---------- Quoted passage ----------

While it almost feels trendy to cast some doubt on Groupon’s concept and business model nowadays, I keep thinking that daily deals are here to stay and will become omnipresent as it is a great channel ─ although still perfectable─for small businesses to advertise online.
Media companies seems to think the same as they have been rushing into the business for more than a year in the US, leveraging their two main assets, audience and brand authority, to create a solid revenue stream and a valuable additional service to their customers.
In Europe, the trend is growing at the moment, making it the perfect time to let you know more about these publishers from the old continent which decided to go for the daily deals war. Straight acquisitions, strategic partnerships with start-ups, or own projects, they all started to play, but more importantly, it is to know if they can represent the future of the industry.
They make an acquisition. They do it for the product, the community or the team; they let the team manage the business development and offer synergies to boost the audience and brand authority.
- Le Parisien Group, which is among the top French offline newspapers, acquired Clubdeal and now push their offers on their website and paper editions.
- Rossel Group, a major press groups in Belgium did the same and bough 64% of the daily deal start-up Groupolitan earlier this year, just after their launch in France. They leveraged their experience in the field by signing interesting revenue sharing partnerships with online publishers, such as the powerful French women-oriented network aufeminin.com (around 14M unique visitors per month).

----------

> [Tasks]
A - Copy the stretch of the daily-deals passage from "In Europe, the" through "of the industry.".
B - Does the daily-deals passage agree with each statement? Answer yes or no, quoting the deciding words. (i) Le Parisien Group acquired Clubdeal. (ii) Media companies in the US entered the daily deals business less than a year ago. (iii) aufeminin.com draws around 14M unique visitors per month.
C - Why, according to the daily-deals passage, does the writer expect daily deals to stay and become omnipresent?
None of the data is needed here.

---------- Recorded data ----------

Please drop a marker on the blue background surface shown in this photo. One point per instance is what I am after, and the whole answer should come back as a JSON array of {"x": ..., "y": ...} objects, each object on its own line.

----------

> [Full solutions]
A -
In Europe, the trend is growing at the moment, making it the perfect time to let you know more about these publishers from the old continent which decided to go for the daily deals war. Straight acquisitions, strategic partnerships with start-ups, or own projects, they all started to play, but more importantly, it is to know if they can represent the future of the industry.

B -
(i) Yes: "acquired Clubdeal"
(ii) No: "for more than a year in the US"
(iii) Yes: "around 14M unique visitors per month"

C - The writer sees daily deals as a great channel for small businesses to advertise online, though one that can still be improved.